(Referring expression data)
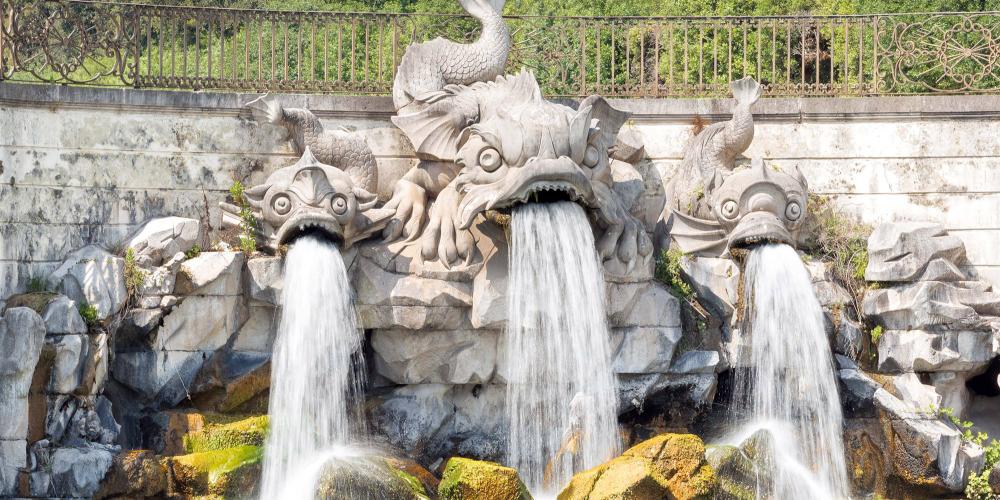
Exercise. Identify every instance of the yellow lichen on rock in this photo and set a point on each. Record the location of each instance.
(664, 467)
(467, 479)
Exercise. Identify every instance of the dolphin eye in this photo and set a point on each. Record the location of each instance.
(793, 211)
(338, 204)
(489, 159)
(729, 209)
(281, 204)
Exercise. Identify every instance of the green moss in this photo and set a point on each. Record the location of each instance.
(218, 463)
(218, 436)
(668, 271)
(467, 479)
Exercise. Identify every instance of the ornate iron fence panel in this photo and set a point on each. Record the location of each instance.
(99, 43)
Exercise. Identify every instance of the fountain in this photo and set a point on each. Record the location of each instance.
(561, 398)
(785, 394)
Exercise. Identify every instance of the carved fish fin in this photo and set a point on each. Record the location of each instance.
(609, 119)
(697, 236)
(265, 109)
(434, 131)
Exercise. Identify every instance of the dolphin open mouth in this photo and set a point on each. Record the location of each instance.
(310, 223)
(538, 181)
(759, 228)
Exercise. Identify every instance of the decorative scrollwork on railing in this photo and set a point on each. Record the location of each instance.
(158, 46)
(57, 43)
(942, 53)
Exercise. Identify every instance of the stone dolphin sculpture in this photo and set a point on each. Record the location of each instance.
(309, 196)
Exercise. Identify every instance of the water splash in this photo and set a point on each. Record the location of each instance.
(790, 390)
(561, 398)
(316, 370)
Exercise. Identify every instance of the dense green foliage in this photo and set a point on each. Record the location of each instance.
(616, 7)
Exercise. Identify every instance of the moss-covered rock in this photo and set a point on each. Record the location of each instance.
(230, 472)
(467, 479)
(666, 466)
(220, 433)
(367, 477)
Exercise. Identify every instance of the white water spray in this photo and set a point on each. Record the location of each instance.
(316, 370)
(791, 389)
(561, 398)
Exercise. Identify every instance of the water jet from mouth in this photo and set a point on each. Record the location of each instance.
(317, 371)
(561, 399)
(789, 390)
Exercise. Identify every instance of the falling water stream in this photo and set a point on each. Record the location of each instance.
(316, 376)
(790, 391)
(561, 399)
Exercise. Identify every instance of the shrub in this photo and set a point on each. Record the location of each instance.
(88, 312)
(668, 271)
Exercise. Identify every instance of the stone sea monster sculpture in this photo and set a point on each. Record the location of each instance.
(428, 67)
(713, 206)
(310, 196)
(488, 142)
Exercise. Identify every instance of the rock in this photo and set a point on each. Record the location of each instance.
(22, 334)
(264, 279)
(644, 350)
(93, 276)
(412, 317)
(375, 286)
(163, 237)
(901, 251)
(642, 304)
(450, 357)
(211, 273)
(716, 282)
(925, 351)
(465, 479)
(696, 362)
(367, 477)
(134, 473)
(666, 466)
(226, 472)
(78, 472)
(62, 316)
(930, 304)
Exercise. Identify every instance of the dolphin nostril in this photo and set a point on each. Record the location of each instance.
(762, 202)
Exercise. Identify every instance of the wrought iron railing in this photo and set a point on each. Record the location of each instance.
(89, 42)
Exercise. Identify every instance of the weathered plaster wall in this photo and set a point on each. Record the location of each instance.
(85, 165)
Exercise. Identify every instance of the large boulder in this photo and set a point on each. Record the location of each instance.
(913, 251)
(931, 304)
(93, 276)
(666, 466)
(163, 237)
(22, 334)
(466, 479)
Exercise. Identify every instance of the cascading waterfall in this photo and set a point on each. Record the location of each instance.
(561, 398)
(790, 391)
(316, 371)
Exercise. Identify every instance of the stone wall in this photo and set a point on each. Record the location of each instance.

**Work task**
Pictures do not belong in the copy. Reproduce the rest of the data exactly.

**Written answer**
Exercise. Identify every instance of the yellow lichen on rock in this photo and set a point on each. Record the location of each instance.
(664, 467)
(467, 479)
Exercise. Identify every instance of the dolphin eye in this photo and set a point on each. Record the location of each instance.
(793, 211)
(338, 204)
(489, 159)
(729, 209)
(281, 204)
Exercise. Identify every instance of the green moss in this photo and set a point on each. Record the location of each instance.
(218, 463)
(218, 436)
(668, 271)
(467, 479)
Exercise. Identify every instance of the ornate iron fence panel in this photo and set a point on each. Record the location of each instance.
(99, 43)
Exercise. Identify every instance of the fountain in this photo and set a point on each. Record the location of each instance.
(561, 398)
(785, 394)
Exercise. Identify every instance of the carved fish fin in this photo and set a point on each. Record the location of each instance.
(609, 119)
(697, 236)
(265, 109)
(434, 131)
Exercise. Identify every instance of the dolphin open mouth in this photo and set a point on each. Record the location of each instance.
(310, 223)
(538, 181)
(759, 228)
Exercise. Identify every instance of the decorative scrollwork on railing in this photo and set a point on each. Record the location of each instance.
(158, 46)
(57, 43)
(942, 53)
Exercise. Identify every instance of the stone dolphin sculpture in this photo and set a point on each. Record the location of each instance.
(309, 196)
Exercise. Identify every instance of the water splash in this photo and set a point on each. Record the location of each instance.
(790, 390)
(561, 398)
(316, 370)
Exercise. Identify every instance of the dense green foliage in this photo and set a point on each. Record the location of each instance.
(616, 7)
Exercise. Identify every instance of the moss-covered rock in this photo and set a point on each. Record the location of each instance.
(230, 472)
(467, 479)
(666, 466)
(220, 433)
(367, 477)
Exercise. Identify every instance of the white water spray in this photo and set a point on each. Record the location of each instance.
(316, 370)
(791, 389)
(561, 398)
Exercise. Identify every instance of the water jet from mouth in this photo and set a point on each. Record the location of each instance.
(317, 371)
(561, 399)
(789, 390)
Exercise. Identify every instance of the falling water stream in this photo and set a point on each. Record the location of each instance.
(316, 376)
(790, 391)
(561, 399)
Exercise. Identify every instance of the shrub in this photo and set a point on each. Record the location of each instance.
(88, 312)
(668, 271)
Exercise. Identify every instance of the stone sea monster sculpture in this photo and set a point on each. Record the location of each instance.
(428, 67)
(713, 206)
(310, 196)
(488, 142)
Exercise. Identify every instance of the rock in this photo and set a point on each. Record the location of each instance.
(22, 334)
(264, 279)
(644, 350)
(93, 276)
(412, 317)
(375, 286)
(163, 237)
(901, 251)
(642, 304)
(450, 357)
(211, 273)
(716, 282)
(925, 351)
(465, 479)
(696, 362)
(367, 477)
(134, 473)
(666, 466)
(226, 472)
(78, 472)
(62, 316)
(930, 304)
Exercise. Identify every instance of the dolphin nostril in this photo and set a point on each. Record the location of each instance.
(762, 202)
Exercise. Identify every instance of the wrought iron railing in this photo and set a point on each. Record the location of each instance.
(89, 42)
Exercise. Identify every instance of the weathered plaster wall in this photo and set a point on each. Record the location of each instance.
(85, 165)
Exercise. Identify every instance of the large boulder in this photo and set a point on each. Record the location of each instance.
(913, 251)
(931, 304)
(93, 276)
(666, 466)
(163, 237)
(22, 334)
(466, 479)
Exercise. Identify every instance of the cascading waterfall in this photo and set a point on each. Record the location of each instance.
(561, 398)
(790, 391)
(316, 371)
Exercise. Identify every instance of the stone wall in this photo and set a point on each. Record the location of each instance.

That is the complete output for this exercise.